# [Data entries]
-------
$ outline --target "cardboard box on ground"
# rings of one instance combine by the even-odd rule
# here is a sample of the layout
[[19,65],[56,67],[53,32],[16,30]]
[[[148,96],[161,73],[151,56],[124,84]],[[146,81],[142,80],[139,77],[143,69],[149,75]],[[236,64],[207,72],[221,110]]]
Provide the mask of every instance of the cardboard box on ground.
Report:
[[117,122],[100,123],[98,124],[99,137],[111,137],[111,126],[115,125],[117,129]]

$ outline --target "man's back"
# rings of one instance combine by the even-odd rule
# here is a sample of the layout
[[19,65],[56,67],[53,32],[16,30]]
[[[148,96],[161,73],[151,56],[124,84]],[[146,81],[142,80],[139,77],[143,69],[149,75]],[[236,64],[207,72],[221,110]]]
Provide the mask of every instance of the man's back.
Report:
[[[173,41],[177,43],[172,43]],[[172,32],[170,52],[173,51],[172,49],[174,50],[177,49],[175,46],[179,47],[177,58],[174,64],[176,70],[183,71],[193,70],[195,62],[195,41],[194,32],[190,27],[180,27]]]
-------
# [Problem description]
Render every line of the items above as a Markdown table with two columns, Row and Line, numbering the rows in order and omitting blank lines.

# [Complete output]
| Row | Line |
|---|---|
| 1 | $ outline --target "cardboard box on ground" |
| 2 | # rings of one instance combine by the even-odd rule |
| 3 | # here is a sample of the layout |
| 4 | [[19,65],[56,67],[53,32],[16,30]] |
| 5 | [[[148,96],[161,73],[151,56],[124,84]],[[146,81],[142,80],[139,77],[143,69],[149,75]],[[236,64],[207,72],[221,110]]] |
| 6 | Provide the mask of every instance of the cardboard box on ground. |
| 7 | Report: |
| 8 | [[117,122],[100,123],[98,124],[99,137],[111,137],[111,126],[115,125],[117,129]] |
| 9 | $ outline --target "man's back" |
| 10 | # rings of one instance combine by the even-odd rule |
| 11 | # here is a sample of the layout |
| 12 | [[19,65],[56,67],[53,32],[16,30]] |
| 13 | [[[148,96],[161,73],[151,56],[124,84]],[[146,81],[142,80],[139,77],[143,69],[149,75]],[[236,64],[207,72],[221,110]]] |
| 14 | Provide the mask of every instance of the man's back. |
| 15 | Report: |
| 16 | [[[173,41],[177,43],[172,43]],[[172,32],[170,52],[173,51],[172,49],[174,50],[177,49],[175,46],[179,47],[177,58],[174,64],[176,70],[183,71],[193,70],[195,62],[195,41],[194,32],[190,27],[180,27]]] |